→ **Goal of the exercise**
Take the records underneath and set them down exactly.
* * *
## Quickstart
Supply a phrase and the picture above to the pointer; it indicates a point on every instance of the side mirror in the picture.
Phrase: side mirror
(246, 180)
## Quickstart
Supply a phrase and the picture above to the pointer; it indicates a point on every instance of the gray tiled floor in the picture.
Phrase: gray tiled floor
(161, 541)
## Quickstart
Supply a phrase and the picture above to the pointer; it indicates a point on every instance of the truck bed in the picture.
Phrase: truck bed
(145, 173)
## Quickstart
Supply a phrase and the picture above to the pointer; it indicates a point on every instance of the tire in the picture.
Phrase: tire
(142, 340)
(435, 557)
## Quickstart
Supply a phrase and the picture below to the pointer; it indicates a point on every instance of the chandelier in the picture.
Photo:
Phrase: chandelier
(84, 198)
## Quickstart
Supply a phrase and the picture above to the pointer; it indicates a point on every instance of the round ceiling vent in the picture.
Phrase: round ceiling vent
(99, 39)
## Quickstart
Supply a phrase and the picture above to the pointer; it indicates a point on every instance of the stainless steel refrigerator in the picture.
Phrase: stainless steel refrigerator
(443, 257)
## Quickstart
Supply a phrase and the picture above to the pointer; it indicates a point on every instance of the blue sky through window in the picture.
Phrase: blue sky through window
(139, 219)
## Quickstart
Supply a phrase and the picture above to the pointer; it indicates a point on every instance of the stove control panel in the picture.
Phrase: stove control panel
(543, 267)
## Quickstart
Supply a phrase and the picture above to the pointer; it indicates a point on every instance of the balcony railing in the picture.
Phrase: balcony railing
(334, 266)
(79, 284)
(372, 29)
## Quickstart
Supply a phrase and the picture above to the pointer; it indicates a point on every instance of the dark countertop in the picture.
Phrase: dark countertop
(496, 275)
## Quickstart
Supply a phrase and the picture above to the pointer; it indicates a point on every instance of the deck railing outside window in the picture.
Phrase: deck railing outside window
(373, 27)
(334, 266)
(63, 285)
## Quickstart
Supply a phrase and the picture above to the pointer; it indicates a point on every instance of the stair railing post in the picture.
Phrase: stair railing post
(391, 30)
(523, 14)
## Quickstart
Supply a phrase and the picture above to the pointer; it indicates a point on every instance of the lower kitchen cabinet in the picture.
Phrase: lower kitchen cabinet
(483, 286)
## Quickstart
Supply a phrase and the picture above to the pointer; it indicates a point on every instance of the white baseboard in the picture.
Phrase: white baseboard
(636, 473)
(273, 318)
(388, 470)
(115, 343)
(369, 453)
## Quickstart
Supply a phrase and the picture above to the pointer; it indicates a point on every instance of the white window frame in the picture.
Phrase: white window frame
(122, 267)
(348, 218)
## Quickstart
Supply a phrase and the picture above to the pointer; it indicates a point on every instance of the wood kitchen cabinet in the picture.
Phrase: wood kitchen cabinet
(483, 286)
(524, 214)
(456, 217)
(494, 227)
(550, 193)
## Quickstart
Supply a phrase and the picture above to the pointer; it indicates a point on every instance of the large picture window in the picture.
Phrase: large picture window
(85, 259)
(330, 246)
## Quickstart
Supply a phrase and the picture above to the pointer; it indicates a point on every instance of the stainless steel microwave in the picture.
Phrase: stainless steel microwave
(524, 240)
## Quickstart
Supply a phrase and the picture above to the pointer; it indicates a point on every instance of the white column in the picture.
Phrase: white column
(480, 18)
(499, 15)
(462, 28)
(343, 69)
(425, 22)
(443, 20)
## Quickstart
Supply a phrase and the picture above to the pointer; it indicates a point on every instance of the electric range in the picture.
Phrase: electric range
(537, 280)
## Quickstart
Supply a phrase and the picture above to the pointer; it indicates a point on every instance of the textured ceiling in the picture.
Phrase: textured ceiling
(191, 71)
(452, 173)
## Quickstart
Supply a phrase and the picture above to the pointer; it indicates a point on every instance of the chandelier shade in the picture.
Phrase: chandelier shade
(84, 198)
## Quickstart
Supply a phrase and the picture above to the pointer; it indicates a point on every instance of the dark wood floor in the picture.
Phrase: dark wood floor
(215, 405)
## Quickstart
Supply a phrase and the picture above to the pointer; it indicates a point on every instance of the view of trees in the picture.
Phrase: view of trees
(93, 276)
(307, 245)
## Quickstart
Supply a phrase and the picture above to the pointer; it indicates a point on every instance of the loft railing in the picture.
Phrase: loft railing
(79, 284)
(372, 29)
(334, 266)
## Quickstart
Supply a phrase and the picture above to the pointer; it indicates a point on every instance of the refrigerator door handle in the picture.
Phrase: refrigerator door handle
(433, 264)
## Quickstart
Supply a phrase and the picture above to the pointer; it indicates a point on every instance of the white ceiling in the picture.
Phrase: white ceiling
* * *
→ **Solution to this problem**
## Quickstart
Supply a phrase and the picture above to the pointer; it indicates a point on every instance of the side mirror in the picture.
Phrase: side mirror
(246, 180)
## Quickstart
Supply a phrase and the picture above to the pointer; it indicates a point on every instance of the gray tiled floor in the picture.
Phrase: gray tiled floor
(161, 541)
## Quickstart
Supply a phrase and the picture above to the pointer; it indicates a point on every instance of the truck bed in the picture.
Phrase: truck bed
(145, 173)
## Quickstart
Supply a phrase and the picture above to the pointer; it indicates a point on every instance of the tire in the picture.
Phrase: tire
(142, 340)
(435, 557)
## Quickstart
Supply a phrase and the picture below to the pointer; it indicates a point on every instance of the chandelier in the picture.
Photo:
Phrase: chandelier
(84, 198)
## Quickstart
Supply a phrase and the picture above to the pointer; it indicates a point on every instance of the round ceiling vent in the picture.
Phrase: round ceiling vent
(99, 39)
## Quickstart
Supply a phrase and the picture above to the pointer; it indicates a point on every instance of the stainless steel refrigerator in the picture.
Phrase: stainless steel refrigerator
(443, 257)
## Quickstart
Supply a phrase and the picture above to the pointer; it indicates a point on every instance of the blue sky through window in the picture.
Phrase: blue sky through window
(139, 219)
## Quickstart
Supply a phrase and the picture above to the pointer; it indicates a point on every instance of the stove control panel in the picture.
Phrase: stove control panel
(543, 267)
## Quickstart
Supply a phrase and the picture above to the pointer; it indicates a point on every instance of the balcony railing in the picture.
Phrase: balcony railing
(334, 266)
(79, 284)
(372, 29)
## Quickstart
Supply a phrase and the picture above to the pointer; it indicates a point on every instance of the dark countertop in the picture.
Phrase: dark countertop
(496, 275)
## Quickstart
Supply a phrase and the picture above to the pointer; it indicates a point on every instance of the deck railing outside window in the picture.
Phrase: deck railing outside window
(373, 27)
(334, 266)
(63, 285)
## Quickstart
Supply a phrase and the picture above to the pointer; it indicates a point on every instance of the stair railing post in the picture.
Phrase: stair railing post
(391, 30)
(523, 14)
## Quickstart
Supply a phrase and the picture above to the pointer; it indicates a point on every instance of the lower kitchen cabinet in the picture.
Phrase: lower kitchen cabinet
(483, 286)
## Quickstart
Supply a phrase and the picture above to the pointer; it indicates a point on every instance of the white baseboard in the picture.
Phrase: white baseboard
(636, 473)
(273, 318)
(388, 470)
(115, 343)
(369, 453)
## Quickstart
Supply a phrase and the picture above to the pointer; it indicates a point on every instance of the white window frame in the picture.
Phrase: white window frame
(122, 267)
(348, 218)
## Quickstart
Supply a phrase and the picture above to the pointer; it indicates a point on every instance of the wood kitchen cabinet in the picture.
Phrase: wood kitchen cabinet
(483, 286)
(524, 214)
(456, 217)
(494, 227)
(550, 193)
## Quickstart
Supply a phrase and the picture above to the pointer; it indicates a point on every instance of the large picture window in the picture.
Phrase: large picture window
(85, 259)
(330, 246)
## Quickstart
Supply a phrase and the picture above to the pointer; it indicates a point on every instance of the stainless steel microwave in the picture.
Phrase: stainless steel microwave
(524, 240)
## Quickstart
Supply a phrase and the picture above to the pointer; it indicates a point on every instance of the white column in the picture.
Phrase: white column
(480, 18)
(499, 15)
(462, 28)
(343, 69)
(425, 22)
(443, 20)
## Quickstart
Supply a phrase and the picture above to the pointer; it indicates a point on every instance of the electric range in the picture.
Phrase: electric range
(537, 280)
## Quickstart
Supply a phrase and the picture above to the pointer; it indicates a point on every instance of the textured ceiling in the picture.
Phrase: textured ceiling
(191, 71)
(452, 173)
## Quickstart
Supply a phrase and the picture above to the pointer; it indicates a point on every instance of the chandelier shade in the picture.
Phrase: chandelier shade
(84, 198)
## Quickstart
Supply a phrase and the picture above to the pointer; it indicates a point on every instance of the dark wood floor in the picture.
Phrase: dark wood floor
(215, 405)
## Quickstart
Supply a phrase and the picture above to the pointer; it indicates a point on every instance of the view of trees in the picture.
Phrase: view of trees
(93, 276)
(307, 245)
## Quickstart
Supply a phrase and the picture above to the pointer; it indicates a point on every instance of the loft railing in the picture.
Phrase: loft railing
(79, 284)
(372, 29)
(334, 266)
## Quickstart
Supply a phrase and the picture above to the pointer; it indicates a point on every instance of the refrigerator door handle in the picture.
Phrase: refrigerator door handle
(433, 264)
## Quickstart
Supply a phrase and the picture above to the pointer; it indicates a point on every instance of the white ceiling in the picture.
Phrase: white ceiling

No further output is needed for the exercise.